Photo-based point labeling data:
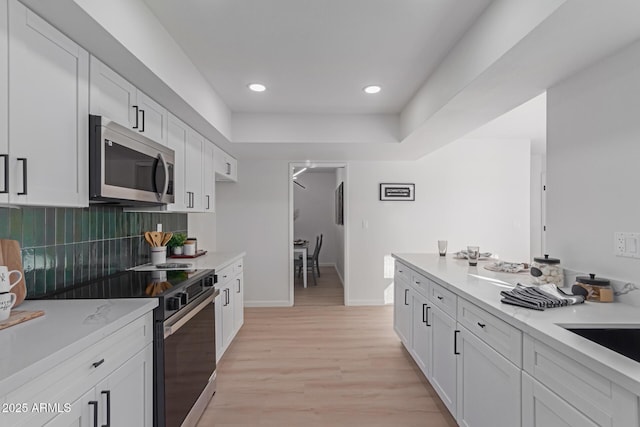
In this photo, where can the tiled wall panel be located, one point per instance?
(64, 246)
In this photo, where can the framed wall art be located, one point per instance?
(397, 192)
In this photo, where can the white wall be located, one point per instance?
(315, 205)
(339, 228)
(593, 160)
(468, 192)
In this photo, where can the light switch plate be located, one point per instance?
(627, 244)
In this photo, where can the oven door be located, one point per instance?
(189, 362)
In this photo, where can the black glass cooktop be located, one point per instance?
(129, 284)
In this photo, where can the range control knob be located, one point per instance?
(183, 298)
(173, 303)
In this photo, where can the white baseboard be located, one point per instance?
(277, 303)
(365, 302)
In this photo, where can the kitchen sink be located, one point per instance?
(621, 340)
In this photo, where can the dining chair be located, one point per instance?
(312, 261)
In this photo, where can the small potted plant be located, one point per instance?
(176, 243)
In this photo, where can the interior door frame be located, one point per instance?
(345, 279)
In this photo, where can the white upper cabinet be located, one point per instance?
(4, 105)
(226, 166)
(208, 177)
(47, 151)
(177, 141)
(115, 98)
(193, 169)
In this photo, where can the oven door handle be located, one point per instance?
(172, 328)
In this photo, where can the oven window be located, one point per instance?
(128, 168)
(189, 361)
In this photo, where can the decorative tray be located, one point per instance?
(508, 267)
(197, 254)
(19, 316)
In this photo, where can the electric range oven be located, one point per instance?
(184, 335)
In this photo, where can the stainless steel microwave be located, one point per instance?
(126, 168)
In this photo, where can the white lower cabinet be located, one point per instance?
(402, 311)
(443, 358)
(488, 389)
(229, 306)
(543, 408)
(421, 324)
(110, 382)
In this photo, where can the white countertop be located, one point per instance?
(455, 275)
(211, 260)
(30, 349)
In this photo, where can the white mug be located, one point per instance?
(5, 275)
(7, 300)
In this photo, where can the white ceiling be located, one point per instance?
(316, 56)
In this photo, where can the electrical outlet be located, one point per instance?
(619, 243)
(627, 244)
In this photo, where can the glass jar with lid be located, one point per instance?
(547, 270)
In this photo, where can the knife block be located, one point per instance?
(11, 256)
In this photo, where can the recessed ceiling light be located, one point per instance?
(372, 89)
(257, 87)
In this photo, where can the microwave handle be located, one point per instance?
(165, 187)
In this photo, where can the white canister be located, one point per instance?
(7, 301)
(5, 278)
(190, 247)
(547, 270)
(158, 255)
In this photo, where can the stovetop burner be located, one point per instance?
(174, 288)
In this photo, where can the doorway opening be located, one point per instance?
(318, 222)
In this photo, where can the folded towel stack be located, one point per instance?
(539, 297)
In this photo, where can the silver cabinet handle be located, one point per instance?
(6, 173)
(24, 176)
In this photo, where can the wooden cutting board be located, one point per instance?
(11, 256)
(19, 316)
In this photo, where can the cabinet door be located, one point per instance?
(488, 390)
(152, 119)
(111, 96)
(421, 324)
(543, 408)
(443, 359)
(177, 140)
(228, 320)
(4, 104)
(208, 176)
(49, 104)
(193, 170)
(238, 302)
(219, 338)
(82, 413)
(402, 311)
(126, 395)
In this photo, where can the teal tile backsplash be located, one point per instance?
(66, 246)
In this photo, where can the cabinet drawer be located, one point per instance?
(69, 380)
(498, 334)
(420, 282)
(403, 272)
(225, 274)
(443, 298)
(597, 397)
(238, 266)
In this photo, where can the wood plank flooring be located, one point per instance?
(321, 365)
(328, 291)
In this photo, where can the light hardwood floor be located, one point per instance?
(321, 365)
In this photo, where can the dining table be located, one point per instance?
(300, 247)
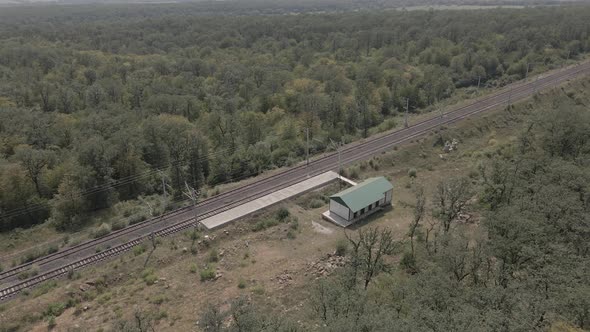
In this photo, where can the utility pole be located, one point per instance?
(163, 185)
(407, 110)
(307, 145)
(193, 195)
(337, 146)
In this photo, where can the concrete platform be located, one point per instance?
(243, 210)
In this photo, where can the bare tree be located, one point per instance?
(450, 199)
(369, 251)
(419, 210)
(154, 246)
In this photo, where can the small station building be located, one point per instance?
(359, 201)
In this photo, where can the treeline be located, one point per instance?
(97, 109)
(525, 267)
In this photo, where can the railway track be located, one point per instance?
(81, 255)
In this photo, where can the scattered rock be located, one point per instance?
(326, 265)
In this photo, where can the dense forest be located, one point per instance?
(97, 108)
(525, 267)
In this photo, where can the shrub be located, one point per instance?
(208, 273)
(149, 277)
(341, 247)
(213, 256)
(103, 230)
(354, 173)
(316, 203)
(55, 309)
(138, 250)
(291, 235)
(51, 324)
(51, 249)
(118, 224)
(159, 299)
(242, 283)
(294, 224)
(282, 214)
(258, 290)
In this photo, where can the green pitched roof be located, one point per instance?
(363, 194)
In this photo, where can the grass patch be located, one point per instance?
(258, 290)
(103, 230)
(208, 273)
(213, 256)
(149, 277)
(43, 288)
(138, 250)
(31, 272)
(264, 224)
(341, 247)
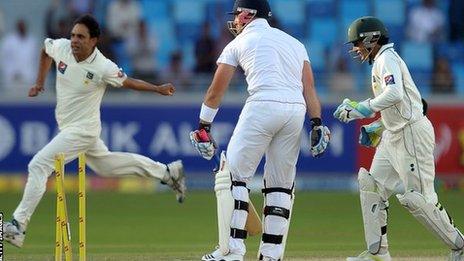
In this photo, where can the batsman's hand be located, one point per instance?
(371, 134)
(203, 142)
(35, 90)
(351, 110)
(320, 137)
(166, 89)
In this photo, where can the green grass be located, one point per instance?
(155, 227)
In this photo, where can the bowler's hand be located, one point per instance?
(166, 89)
(35, 90)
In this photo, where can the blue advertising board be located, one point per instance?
(159, 132)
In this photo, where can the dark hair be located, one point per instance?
(91, 23)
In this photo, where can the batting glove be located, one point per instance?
(351, 110)
(371, 134)
(203, 142)
(320, 137)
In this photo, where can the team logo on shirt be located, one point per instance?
(62, 67)
(120, 73)
(389, 79)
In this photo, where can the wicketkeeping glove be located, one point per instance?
(203, 142)
(351, 110)
(371, 134)
(320, 137)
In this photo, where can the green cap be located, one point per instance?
(366, 25)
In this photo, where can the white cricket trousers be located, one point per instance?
(272, 129)
(406, 158)
(72, 141)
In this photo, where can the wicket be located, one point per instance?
(63, 232)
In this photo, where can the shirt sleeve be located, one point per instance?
(114, 75)
(54, 46)
(229, 55)
(392, 85)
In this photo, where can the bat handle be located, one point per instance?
(217, 161)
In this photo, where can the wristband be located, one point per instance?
(207, 114)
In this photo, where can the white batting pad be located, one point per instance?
(371, 206)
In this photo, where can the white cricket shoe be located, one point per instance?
(13, 233)
(216, 255)
(457, 255)
(366, 256)
(176, 179)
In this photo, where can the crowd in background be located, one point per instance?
(151, 40)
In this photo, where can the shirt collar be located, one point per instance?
(382, 49)
(92, 56)
(256, 24)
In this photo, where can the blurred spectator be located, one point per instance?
(19, 59)
(80, 7)
(205, 52)
(142, 49)
(341, 80)
(426, 23)
(58, 20)
(442, 77)
(456, 20)
(176, 74)
(123, 18)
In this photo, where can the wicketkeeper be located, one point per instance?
(281, 89)
(404, 140)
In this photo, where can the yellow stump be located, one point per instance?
(82, 206)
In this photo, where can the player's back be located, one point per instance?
(273, 63)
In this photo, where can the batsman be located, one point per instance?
(404, 140)
(281, 92)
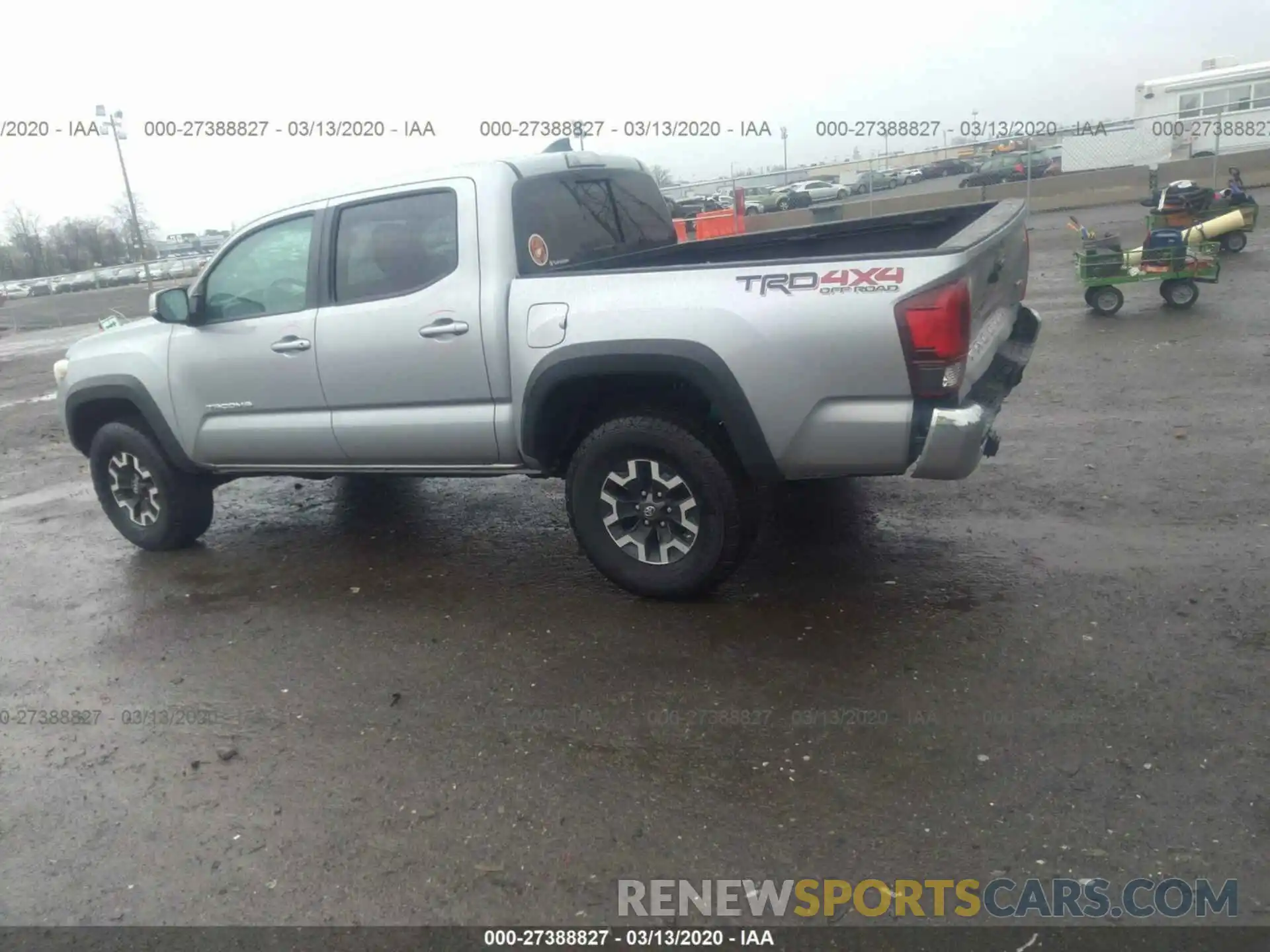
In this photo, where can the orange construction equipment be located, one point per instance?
(715, 223)
(708, 225)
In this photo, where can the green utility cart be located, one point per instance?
(1180, 272)
(1230, 241)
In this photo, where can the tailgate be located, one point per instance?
(994, 252)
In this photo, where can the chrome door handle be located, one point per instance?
(290, 344)
(444, 327)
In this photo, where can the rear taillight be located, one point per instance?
(935, 332)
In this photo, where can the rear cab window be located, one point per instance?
(587, 215)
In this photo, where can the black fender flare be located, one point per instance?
(695, 364)
(121, 386)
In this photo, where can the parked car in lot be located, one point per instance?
(872, 182)
(760, 198)
(1054, 157)
(535, 338)
(818, 190)
(995, 169)
(693, 206)
(943, 168)
(790, 197)
(1038, 161)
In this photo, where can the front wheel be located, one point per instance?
(1235, 241)
(656, 509)
(1180, 292)
(1105, 300)
(151, 503)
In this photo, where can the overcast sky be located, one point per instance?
(459, 63)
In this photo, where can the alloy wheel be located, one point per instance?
(652, 512)
(134, 489)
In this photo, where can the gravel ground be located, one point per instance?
(440, 714)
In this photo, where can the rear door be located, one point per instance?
(400, 352)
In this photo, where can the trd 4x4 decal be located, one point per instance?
(847, 281)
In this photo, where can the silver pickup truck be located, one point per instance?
(540, 317)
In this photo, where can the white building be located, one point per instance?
(1223, 108)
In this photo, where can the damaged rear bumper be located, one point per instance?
(958, 438)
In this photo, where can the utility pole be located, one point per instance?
(114, 120)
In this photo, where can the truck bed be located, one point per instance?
(937, 230)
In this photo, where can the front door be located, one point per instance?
(244, 381)
(402, 360)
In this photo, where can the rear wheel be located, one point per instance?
(151, 503)
(1105, 300)
(657, 509)
(1235, 241)
(1181, 292)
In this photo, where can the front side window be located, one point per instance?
(396, 245)
(265, 273)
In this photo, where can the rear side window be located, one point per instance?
(396, 245)
(586, 216)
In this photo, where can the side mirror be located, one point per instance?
(171, 306)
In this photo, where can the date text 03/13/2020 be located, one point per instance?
(630, 128)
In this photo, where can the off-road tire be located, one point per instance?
(728, 518)
(185, 499)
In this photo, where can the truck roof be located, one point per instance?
(524, 168)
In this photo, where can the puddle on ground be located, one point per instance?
(50, 494)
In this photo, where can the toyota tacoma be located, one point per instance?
(540, 317)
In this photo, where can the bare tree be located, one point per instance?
(121, 221)
(662, 177)
(28, 245)
(81, 244)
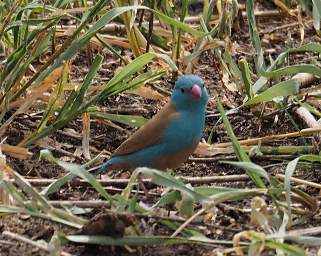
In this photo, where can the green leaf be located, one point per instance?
(240, 153)
(294, 69)
(77, 170)
(164, 179)
(285, 88)
(142, 240)
(250, 167)
(134, 121)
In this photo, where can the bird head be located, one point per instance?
(189, 91)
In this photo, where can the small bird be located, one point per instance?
(171, 136)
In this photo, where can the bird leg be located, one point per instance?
(141, 184)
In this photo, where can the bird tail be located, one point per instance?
(103, 168)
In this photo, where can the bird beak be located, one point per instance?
(196, 91)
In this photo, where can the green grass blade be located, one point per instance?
(286, 88)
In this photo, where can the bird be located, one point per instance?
(171, 136)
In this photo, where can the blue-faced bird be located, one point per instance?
(171, 136)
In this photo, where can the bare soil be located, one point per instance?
(230, 218)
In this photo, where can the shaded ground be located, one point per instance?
(230, 218)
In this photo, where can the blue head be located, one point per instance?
(189, 92)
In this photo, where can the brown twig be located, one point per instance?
(31, 242)
(269, 138)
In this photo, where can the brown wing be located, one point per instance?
(150, 133)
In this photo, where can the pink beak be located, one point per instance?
(196, 91)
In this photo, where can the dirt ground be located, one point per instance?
(231, 218)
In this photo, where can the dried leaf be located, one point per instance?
(15, 151)
(205, 149)
(148, 93)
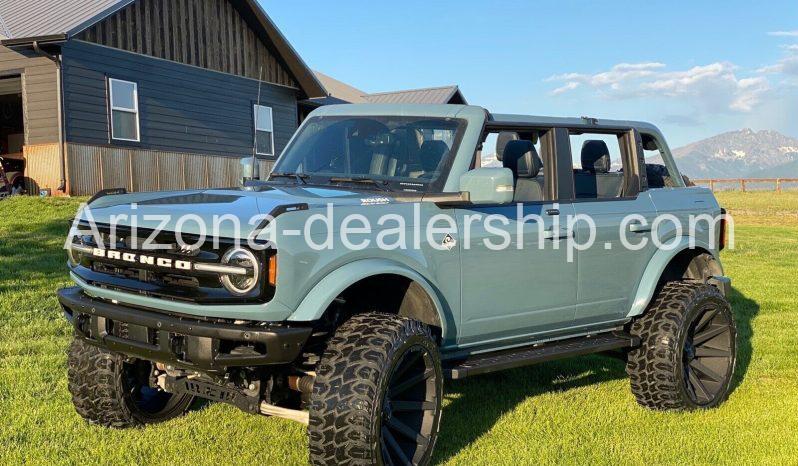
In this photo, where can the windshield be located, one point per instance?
(397, 153)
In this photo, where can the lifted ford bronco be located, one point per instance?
(353, 330)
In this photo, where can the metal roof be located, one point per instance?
(340, 90)
(432, 95)
(22, 19)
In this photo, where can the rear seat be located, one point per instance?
(595, 180)
(522, 159)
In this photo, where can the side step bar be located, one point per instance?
(492, 362)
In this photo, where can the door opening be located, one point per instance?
(12, 136)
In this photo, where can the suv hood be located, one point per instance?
(166, 210)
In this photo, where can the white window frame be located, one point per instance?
(255, 109)
(134, 111)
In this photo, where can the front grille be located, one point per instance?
(153, 280)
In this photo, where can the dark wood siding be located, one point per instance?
(182, 108)
(39, 93)
(206, 33)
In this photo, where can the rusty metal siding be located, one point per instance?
(92, 168)
(42, 166)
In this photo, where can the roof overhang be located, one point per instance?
(29, 41)
(303, 74)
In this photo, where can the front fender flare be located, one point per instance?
(656, 266)
(317, 301)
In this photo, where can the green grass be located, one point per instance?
(576, 411)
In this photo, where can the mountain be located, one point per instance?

[Task goal]
Output only the lines from the one holding "In this photo, where can the front grille" through the last line above, exactly as they appear.

[Result of the exercise]
In this photo, where can the front grille be located, one point per instance?
(153, 280)
In this photo, where can the dark wood siding be located, one point per instance?
(182, 108)
(39, 93)
(206, 33)
In this photo, where can the rusty metal siding be located, one point per instance?
(92, 168)
(42, 166)
In this photo, where can the roof overhang be located, one point per instance?
(29, 41)
(303, 74)
In this photo, where can the front fender flare be located, one point per instance?
(656, 266)
(317, 301)
In this photo, where can the green grass be located, one point per instance?
(576, 411)
In this photo, where can the mountain be located, one point per instance?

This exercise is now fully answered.